↓

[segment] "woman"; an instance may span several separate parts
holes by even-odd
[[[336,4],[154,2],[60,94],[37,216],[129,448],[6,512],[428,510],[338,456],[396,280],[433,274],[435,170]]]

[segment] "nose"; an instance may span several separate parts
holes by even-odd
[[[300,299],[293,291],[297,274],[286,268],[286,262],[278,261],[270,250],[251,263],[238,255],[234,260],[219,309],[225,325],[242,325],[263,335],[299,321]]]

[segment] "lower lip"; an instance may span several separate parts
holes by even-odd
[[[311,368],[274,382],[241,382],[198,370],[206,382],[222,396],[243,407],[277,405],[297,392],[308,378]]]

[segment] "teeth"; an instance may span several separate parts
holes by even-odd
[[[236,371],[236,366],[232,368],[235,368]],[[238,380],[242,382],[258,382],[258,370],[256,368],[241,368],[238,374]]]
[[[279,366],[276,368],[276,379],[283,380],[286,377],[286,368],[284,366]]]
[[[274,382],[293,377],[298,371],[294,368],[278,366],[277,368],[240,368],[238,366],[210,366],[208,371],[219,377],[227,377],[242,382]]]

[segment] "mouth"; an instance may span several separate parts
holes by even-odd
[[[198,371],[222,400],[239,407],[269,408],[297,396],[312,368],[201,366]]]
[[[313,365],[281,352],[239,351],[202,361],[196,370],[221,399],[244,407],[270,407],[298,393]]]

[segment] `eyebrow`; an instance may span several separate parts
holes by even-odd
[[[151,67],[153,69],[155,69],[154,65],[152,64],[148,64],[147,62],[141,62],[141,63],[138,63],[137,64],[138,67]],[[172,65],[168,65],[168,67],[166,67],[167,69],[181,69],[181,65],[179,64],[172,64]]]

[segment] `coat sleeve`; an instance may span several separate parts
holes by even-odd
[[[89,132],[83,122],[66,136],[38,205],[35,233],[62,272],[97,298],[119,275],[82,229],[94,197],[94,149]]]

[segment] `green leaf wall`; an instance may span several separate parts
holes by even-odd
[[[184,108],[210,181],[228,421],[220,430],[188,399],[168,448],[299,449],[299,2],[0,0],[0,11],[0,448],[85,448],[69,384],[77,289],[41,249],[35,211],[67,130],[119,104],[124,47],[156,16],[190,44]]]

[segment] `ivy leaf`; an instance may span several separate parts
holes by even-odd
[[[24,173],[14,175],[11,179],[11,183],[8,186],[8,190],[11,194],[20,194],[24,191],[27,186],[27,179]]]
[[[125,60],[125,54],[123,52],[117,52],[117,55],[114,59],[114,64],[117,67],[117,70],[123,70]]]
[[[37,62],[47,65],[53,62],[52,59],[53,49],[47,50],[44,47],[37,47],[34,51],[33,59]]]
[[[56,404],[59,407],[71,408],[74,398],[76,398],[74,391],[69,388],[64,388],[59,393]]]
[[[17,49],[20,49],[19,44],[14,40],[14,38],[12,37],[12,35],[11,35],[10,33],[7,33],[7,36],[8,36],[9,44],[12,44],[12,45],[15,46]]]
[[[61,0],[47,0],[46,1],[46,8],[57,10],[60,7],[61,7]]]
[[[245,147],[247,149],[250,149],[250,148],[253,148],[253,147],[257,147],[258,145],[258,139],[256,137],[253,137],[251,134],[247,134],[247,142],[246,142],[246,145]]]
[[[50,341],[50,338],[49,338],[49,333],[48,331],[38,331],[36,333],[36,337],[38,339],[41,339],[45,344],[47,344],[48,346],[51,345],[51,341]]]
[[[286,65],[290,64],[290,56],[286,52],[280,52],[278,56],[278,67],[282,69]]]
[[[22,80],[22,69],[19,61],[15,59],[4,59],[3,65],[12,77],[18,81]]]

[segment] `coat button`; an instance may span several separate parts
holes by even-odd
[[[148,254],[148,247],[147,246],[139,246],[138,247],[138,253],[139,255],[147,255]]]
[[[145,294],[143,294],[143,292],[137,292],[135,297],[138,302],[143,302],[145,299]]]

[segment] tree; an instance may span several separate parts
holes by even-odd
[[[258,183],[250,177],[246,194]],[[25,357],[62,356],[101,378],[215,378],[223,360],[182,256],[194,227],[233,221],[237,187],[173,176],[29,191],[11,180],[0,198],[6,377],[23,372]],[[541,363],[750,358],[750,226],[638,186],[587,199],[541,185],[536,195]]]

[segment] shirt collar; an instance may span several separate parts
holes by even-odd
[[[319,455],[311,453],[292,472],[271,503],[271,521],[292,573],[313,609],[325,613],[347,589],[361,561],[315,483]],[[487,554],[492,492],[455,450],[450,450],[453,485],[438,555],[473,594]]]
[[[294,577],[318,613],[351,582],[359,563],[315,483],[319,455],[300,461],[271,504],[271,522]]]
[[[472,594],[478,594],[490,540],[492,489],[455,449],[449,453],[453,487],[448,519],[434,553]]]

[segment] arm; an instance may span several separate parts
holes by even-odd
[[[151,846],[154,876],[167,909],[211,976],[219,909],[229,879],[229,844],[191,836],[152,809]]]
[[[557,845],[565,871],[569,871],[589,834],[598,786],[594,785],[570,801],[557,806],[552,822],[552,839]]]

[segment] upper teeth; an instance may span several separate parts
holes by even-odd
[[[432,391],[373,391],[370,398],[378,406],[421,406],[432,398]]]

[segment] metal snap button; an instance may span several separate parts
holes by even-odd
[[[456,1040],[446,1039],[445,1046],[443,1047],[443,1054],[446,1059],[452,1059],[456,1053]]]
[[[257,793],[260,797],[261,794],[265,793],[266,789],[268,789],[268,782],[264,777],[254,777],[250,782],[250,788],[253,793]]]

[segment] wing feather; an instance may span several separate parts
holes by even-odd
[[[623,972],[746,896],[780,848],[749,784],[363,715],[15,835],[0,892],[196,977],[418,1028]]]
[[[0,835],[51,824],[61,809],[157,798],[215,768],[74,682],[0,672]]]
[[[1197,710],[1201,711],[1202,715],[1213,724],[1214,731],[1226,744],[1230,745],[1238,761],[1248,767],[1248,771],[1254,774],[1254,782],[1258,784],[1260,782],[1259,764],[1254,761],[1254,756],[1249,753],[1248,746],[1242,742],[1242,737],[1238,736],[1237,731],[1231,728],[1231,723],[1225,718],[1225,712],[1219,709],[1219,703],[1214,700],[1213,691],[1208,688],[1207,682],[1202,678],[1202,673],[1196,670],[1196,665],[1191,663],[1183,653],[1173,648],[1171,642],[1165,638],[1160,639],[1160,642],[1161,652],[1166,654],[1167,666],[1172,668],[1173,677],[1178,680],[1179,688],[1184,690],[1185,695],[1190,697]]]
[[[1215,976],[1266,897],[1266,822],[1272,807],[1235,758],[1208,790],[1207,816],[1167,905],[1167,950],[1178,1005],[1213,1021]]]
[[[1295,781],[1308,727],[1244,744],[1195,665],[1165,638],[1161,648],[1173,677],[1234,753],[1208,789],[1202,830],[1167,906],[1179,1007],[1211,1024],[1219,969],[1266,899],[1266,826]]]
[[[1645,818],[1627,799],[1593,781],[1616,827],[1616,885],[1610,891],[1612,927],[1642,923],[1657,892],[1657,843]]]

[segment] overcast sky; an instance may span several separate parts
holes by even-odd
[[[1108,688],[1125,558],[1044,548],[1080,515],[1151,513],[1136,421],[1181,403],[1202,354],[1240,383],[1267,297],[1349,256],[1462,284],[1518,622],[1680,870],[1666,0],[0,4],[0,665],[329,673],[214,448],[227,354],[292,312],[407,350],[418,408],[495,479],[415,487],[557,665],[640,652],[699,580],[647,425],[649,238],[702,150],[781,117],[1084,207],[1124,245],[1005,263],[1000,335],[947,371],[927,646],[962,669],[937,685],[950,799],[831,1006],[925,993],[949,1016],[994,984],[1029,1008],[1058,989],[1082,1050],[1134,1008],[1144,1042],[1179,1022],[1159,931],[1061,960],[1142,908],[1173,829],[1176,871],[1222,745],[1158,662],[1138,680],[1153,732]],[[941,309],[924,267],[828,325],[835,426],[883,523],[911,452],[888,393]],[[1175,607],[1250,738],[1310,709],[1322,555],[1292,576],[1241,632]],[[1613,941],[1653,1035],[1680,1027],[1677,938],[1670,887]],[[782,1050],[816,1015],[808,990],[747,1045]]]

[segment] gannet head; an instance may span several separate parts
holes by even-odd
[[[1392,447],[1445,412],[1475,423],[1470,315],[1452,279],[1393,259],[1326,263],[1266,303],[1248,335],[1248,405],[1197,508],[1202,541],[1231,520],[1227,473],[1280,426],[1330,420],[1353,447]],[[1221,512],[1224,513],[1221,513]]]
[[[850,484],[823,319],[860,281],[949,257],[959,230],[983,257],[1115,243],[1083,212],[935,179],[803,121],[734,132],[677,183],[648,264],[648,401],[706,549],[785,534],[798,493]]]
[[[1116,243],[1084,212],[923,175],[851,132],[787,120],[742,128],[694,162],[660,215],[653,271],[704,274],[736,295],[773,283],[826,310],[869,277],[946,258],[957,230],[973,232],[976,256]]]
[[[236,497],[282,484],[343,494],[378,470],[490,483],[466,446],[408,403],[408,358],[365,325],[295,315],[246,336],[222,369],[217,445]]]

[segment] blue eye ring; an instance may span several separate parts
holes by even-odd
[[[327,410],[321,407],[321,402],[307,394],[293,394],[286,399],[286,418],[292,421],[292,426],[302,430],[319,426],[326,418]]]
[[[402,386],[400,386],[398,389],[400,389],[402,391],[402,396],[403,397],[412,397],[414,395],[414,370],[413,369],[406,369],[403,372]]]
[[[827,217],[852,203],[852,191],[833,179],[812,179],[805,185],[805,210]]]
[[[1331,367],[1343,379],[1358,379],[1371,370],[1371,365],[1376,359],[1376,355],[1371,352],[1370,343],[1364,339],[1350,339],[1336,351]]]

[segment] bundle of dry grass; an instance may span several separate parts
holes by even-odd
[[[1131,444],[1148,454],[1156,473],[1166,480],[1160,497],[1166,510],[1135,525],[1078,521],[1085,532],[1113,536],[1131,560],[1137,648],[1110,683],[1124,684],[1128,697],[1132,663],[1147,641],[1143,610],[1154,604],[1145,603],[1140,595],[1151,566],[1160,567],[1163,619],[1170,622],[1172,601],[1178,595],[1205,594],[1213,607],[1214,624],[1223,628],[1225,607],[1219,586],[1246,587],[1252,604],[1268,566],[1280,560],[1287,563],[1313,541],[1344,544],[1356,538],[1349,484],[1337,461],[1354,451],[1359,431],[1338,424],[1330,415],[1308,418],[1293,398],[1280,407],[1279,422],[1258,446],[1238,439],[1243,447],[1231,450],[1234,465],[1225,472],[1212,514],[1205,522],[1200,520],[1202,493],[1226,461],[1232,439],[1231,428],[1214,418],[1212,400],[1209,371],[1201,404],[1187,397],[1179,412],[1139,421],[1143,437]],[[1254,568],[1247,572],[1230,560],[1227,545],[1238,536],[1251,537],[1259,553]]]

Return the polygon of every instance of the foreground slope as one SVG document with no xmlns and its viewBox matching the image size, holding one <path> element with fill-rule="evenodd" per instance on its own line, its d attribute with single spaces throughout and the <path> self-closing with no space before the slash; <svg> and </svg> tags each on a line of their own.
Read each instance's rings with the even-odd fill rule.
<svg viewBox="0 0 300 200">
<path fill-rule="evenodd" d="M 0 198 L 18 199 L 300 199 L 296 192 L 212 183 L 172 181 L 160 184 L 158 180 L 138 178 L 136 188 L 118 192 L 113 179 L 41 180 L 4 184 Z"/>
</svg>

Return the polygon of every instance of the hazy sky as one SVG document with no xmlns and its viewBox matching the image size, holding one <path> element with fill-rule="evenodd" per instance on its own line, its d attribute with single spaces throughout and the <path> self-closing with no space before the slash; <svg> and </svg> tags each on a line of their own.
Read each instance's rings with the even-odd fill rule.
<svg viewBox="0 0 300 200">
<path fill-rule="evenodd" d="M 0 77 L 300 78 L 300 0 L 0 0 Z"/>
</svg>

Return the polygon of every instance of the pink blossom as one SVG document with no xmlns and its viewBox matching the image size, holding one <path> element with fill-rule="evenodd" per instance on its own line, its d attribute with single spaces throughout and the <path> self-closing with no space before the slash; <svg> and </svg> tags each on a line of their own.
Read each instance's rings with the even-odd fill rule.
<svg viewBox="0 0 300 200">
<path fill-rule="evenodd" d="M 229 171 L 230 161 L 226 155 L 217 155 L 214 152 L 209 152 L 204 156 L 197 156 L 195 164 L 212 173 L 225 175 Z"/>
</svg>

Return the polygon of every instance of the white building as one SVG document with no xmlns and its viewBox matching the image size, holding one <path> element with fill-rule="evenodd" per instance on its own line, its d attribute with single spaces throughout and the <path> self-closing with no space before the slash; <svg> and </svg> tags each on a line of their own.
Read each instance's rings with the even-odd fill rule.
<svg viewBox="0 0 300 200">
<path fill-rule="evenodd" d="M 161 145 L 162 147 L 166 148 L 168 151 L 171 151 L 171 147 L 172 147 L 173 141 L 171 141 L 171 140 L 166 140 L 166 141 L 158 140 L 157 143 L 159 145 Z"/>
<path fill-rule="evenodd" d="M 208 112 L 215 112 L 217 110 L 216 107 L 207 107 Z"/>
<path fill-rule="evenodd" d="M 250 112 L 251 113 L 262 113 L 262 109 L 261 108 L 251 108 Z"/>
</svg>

↑

*ASSIGNED TASK*
Only one part of the material above is to be transcribed, namely the lines starting with the line that has "[segment] upper teeth;" and going on through the line that has "[segment] overcast sky;", exactly as they stand.

*RESPONSE*
[segment] upper teeth; an instance may span several separate parts
holes by even-odd
[[[432,391],[373,391],[370,398],[378,406],[421,406],[432,398]]]

[segment] metal snap button; an instance may span several separate parts
holes by even-odd
[[[456,1040],[446,1039],[445,1046],[443,1047],[443,1054],[446,1059],[452,1059],[456,1053]]]
[[[257,793],[260,797],[261,794],[265,793],[266,789],[268,789],[268,782],[264,777],[254,777],[250,782],[250,788],[253,793]]]

[segment] wing feather; an instance may span several separate parts
holes by even-odd
[[[623,972],[746,896],[780,848],[749,784],[363,715],[15,835],[0,892],[196,977],[418,1028]]]
[[[0,835],[51,824],[61,809],[157,798],[215,768],[74,682],[0,672]]]
[[[1197,710],[1201,711],[1202,715],[1213,724],[1214,731],[1226,744],[1230,745],[1238,761],[1248,767],[1248,771],[1254,774],[1254,782],[1258,784],[1260,782],[1259,764],[1254,761],[1254,756],[1249,753],[1248,746],[1242,742],[1242,737],[1238,736],[1237,731],[1231,728],[1231,723],[1225,718],[1225,712],[1219,709],[1219,703],[1214,700],[1213,691],[1208,688],[1207,682],[1202,678],[1202,673],[1196,670],[1196,665],[1191,663],[1183,653],[1173,648],[1171,642],[1165,638],[1160,639],[1160,642],[1161,652],[1166,654],[1167,666],[1172,668],[1173,677],[1178,680],[1179,688],[1184,690],[1185,695],[1190,697]]]
[[[1215,976],[1266,897],[1266,822],[1272,807],[1235,758],[1208,790],[1207,816],[1167,905],[1167,950],[1178,1005],[1213,1021]]]
[[[1295,781],[1308,727],[1244,744],[1195,665],[1165,638],[1161,648],[1173,677],[1234,753],[1208,789],[1202,830],[1167,906],[1179,1007],[1211,1024],[1219,969],[1266,899],[1266,826]]]
[[[1645,818],[1627,799],[1593,781],[1616,827],[1616,885],[1610,891],[1612,927],[1642,923],[1657,892],[1657,843]]]

[segment] overcast sky; an instance may span several separate parts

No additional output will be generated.